Pull each line holding the word "with" from the data.

Data entries
=== Begin Enclosure ===

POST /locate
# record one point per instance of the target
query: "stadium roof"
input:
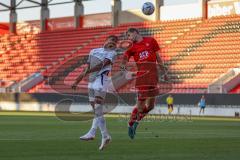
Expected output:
(25, 4)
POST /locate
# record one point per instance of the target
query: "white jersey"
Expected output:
(96, 57)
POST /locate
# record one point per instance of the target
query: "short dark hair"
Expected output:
(113, 38)
(131, 30)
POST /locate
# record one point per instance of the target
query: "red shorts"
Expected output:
(145, 92)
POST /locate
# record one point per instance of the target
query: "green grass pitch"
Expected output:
(30, 136)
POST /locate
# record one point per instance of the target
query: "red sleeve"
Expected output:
(128, 53)
(155, 45)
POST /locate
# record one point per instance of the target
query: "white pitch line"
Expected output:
(16, 139)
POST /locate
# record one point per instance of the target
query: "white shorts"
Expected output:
(98, 88)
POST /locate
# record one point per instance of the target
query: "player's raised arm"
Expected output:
(124, 62)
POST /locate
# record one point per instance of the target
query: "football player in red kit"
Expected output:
(145, 51)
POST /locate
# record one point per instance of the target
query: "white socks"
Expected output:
(100, 121)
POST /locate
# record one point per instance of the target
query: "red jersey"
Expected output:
(144, 54)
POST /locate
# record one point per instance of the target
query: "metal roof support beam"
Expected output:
(13, 17)
(78, 13)
(45, 14)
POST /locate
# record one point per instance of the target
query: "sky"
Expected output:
(90, 7)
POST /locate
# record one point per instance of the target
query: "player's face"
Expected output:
(110, 44)
(132, 36)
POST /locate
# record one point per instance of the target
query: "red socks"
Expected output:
(137, 115)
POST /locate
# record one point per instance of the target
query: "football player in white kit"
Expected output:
(99, 65)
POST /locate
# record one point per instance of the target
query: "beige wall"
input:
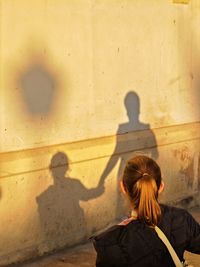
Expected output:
(75, 75)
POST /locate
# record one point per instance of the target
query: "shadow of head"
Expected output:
(38, 89)
(59, 166)
(132, 104)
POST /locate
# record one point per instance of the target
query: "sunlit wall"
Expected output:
(84, 85)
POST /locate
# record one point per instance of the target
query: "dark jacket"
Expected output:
(136, 244)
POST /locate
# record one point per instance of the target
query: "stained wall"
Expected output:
(84, 86)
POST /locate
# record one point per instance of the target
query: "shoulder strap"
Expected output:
(172, 252)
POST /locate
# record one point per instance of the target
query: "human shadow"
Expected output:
(61, 216)
(124, 149)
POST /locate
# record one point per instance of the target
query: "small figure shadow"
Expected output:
(61, 216)
(132, 105)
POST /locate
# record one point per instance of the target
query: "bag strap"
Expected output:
(172, 252)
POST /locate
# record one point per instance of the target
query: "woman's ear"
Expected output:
(161, 188)
(123, 190)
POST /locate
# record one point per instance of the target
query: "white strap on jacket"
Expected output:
(172, 252)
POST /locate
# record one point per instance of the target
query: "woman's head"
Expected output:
(142, 181)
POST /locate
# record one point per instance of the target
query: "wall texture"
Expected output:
(84, 85)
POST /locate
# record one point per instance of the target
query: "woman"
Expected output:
(134, 242)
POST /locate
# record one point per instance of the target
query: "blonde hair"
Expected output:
(141, 180)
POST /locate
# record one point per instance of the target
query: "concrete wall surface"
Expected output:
(85, 85)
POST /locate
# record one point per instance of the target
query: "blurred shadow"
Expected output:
(61, 217)
(38, 88)
(132, 105)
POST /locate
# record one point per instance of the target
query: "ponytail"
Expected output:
(148, 208)
(142, 180)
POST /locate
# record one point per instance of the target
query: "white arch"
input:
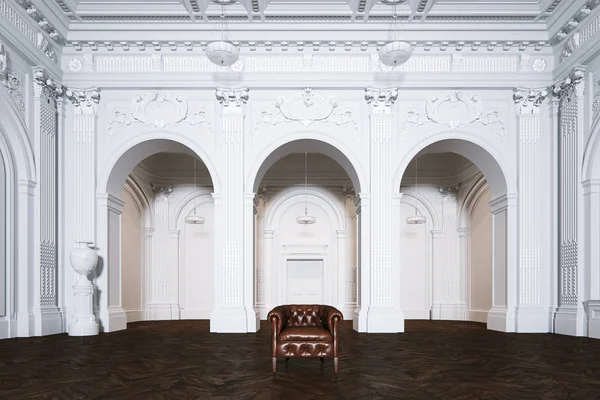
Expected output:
(315, 196)
(489, 162)
(313, 142)
(20, 176)
(115, 172)
(17, 144)
(591, 164)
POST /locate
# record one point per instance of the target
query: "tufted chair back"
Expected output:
(304, 315)
(305, 330)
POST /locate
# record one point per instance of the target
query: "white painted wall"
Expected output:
(480, 259)
(132, 256)
(3, 242)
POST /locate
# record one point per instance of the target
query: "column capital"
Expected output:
(86, 101)
(527, 100)
(572, 85)
(380, 100)
(232, 98)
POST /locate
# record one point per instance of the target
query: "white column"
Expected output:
(46, 315)
(112, 317)
(249, 267)
(351, 244)
(340, 270)
(174, 271)
(363, 282)
(259, 290)
(504, 263)
(159, 298)
(385, 314)
(269, 277)
(80, 176)
(231, 313)
(532, 315)
(570, 316)
(437, 250)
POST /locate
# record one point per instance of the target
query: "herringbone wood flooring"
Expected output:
(182, 360)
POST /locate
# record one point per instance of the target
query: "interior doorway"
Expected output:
(304, 281)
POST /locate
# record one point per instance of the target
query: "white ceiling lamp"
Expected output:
(194, 219)
(416, 219)
(394, 52)
(222, 52)
(306, 219)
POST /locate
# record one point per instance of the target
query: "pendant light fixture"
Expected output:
(416, 219)
(394, 52)
(194, 219)
(222, 52)
(306, 219)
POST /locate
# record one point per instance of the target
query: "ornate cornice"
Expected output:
(232, 97)
(380, 101)
(41, 21)
(527, 101)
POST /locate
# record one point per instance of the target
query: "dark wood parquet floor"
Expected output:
(182, 360)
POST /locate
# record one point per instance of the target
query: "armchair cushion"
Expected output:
(304, 334)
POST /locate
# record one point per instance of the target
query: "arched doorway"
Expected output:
(157, 269)
(451, 281)
(17, 183)
(306, 263)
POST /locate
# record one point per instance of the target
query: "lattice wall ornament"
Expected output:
(456, 110)
(158, 110)
(306, 108)
(596, 102)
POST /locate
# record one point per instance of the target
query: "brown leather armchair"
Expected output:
(308, 331)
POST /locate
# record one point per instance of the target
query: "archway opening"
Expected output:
(295, 262)
(164, 222)
(454, 266)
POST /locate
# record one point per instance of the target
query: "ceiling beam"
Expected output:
(189, 8)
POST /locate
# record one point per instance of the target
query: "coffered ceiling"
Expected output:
(518, 11)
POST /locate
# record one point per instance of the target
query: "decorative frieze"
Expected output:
(306, 108)
(158, 110)
(528, 101)
(444, 111)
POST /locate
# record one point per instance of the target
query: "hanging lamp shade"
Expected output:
(194, 219)
(222, 53)
(306, 219)
(416, 219)
(395, 53)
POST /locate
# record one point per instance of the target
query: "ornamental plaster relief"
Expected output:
(305, 63)
(453, 111)
(12, 80)
(302, 110)
(158, 110)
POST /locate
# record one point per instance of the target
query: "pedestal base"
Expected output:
(83, 329)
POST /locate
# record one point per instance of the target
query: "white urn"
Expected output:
(83, 260)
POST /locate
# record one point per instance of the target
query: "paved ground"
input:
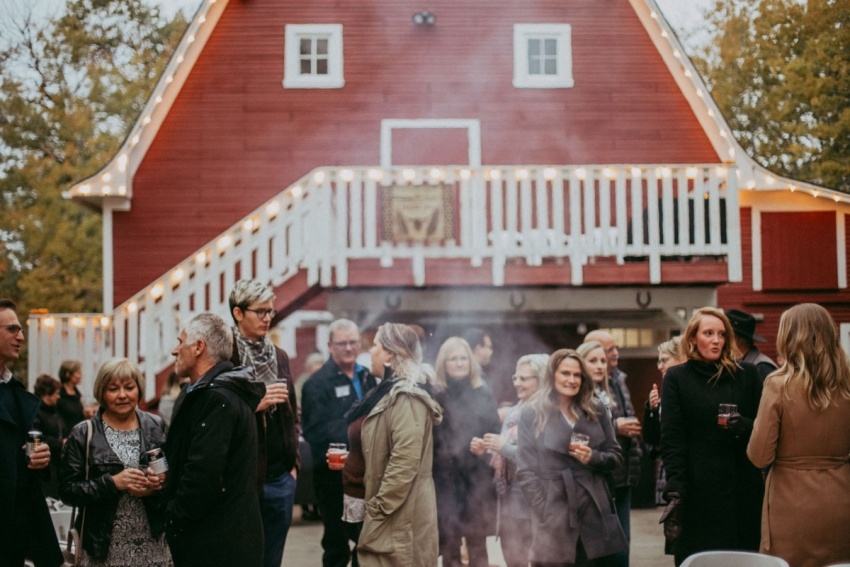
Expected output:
(303, 546)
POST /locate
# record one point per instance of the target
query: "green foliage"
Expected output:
(780, 72)
(71, 88)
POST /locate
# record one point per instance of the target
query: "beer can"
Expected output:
(34, 439)
(157, 461)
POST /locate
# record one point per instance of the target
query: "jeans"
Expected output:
(276, 505)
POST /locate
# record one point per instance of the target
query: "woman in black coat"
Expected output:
(707, 466)
(121, 510)
(574, 520)
(466, 495)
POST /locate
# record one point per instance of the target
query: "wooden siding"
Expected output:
(794, 263)
(235, 137)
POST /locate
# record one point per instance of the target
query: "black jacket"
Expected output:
(15, 477)
(213, 513)
(628, 472)
(325, 398)
(284, 423)
(98, 494)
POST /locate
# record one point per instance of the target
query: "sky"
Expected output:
(686, 16)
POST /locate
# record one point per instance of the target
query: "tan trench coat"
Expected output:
(806, 513)
(400, 527)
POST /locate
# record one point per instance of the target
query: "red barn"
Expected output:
(538, 168)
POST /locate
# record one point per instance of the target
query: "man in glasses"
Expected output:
(327, 395)
(252, 308)
(25, 526)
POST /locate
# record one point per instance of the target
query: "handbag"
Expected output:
(672, 518)
(73, 552)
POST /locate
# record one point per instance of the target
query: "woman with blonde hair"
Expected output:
(705, 458)
(395, 422)
(803, 431)
(563, 477)
(466, 496)
(106, 477)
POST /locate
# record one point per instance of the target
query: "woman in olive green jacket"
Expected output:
(400, 527)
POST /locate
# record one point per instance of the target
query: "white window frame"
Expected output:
(563, 78)
(292, 77)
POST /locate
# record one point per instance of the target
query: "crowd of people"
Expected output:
(413, 461)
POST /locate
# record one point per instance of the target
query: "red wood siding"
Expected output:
(235, 137)
(790, 262)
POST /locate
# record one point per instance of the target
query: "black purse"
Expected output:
(73, 552)
(672, 518)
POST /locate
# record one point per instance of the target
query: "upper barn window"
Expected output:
(542, 56)
(313, 56)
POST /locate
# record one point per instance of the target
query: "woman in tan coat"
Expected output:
(400, 526)
(803, 431)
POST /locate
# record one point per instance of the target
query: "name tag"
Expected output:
(343, 391)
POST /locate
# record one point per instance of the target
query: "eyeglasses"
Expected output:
(263, 313)
(14, 329)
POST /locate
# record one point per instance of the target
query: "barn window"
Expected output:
(542, 56)
(313, 56)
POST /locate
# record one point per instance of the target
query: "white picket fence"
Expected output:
(334, 215)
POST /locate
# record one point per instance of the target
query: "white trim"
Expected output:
(841, 248)
(472, 127)
(292, 77)
(563, 78)
(755, 225)
(108, 258)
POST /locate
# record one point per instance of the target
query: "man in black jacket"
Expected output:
(25, 526)
(213, 515)
(252, 308)
(327, 395)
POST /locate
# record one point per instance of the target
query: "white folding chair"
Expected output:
(733, 559)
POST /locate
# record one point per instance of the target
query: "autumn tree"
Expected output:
(71, 87)
(780, 72)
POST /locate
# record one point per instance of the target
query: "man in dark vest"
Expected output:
(25, 527)
(327, 395)
(252, 308)
(744, 325)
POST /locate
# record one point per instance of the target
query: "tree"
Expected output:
(71, 88)
(780, 72)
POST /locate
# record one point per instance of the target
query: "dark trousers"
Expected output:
(476, 549)
(515, 538)
(336, 551)
(276, 505)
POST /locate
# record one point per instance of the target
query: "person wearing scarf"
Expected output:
(252, 307)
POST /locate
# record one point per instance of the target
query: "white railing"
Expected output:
(334, 215)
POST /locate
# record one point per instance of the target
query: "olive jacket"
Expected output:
(400, 527)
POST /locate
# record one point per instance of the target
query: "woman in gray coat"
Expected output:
(574, 519)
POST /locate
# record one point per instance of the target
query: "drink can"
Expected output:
(157, 461)
(34, 439)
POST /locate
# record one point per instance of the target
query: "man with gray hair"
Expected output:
(213, 515)
(328, 394)
(252, 308)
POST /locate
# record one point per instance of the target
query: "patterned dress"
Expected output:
(131, 543)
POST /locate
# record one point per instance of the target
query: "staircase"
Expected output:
(305, 237)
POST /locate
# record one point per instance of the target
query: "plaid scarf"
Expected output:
(259, 354)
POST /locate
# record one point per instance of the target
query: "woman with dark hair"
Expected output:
(124, 521)
(803, 431)
(48, 421)
(719, 490)
(466, 495)
(563, 475)
(70, 403)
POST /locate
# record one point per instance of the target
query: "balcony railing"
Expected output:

=== End Enclosure ===

◆ WRITTEN ANSWER:
query: "woman with blonde hair"
query: "man with gray hair"
query: "woman with dark hair"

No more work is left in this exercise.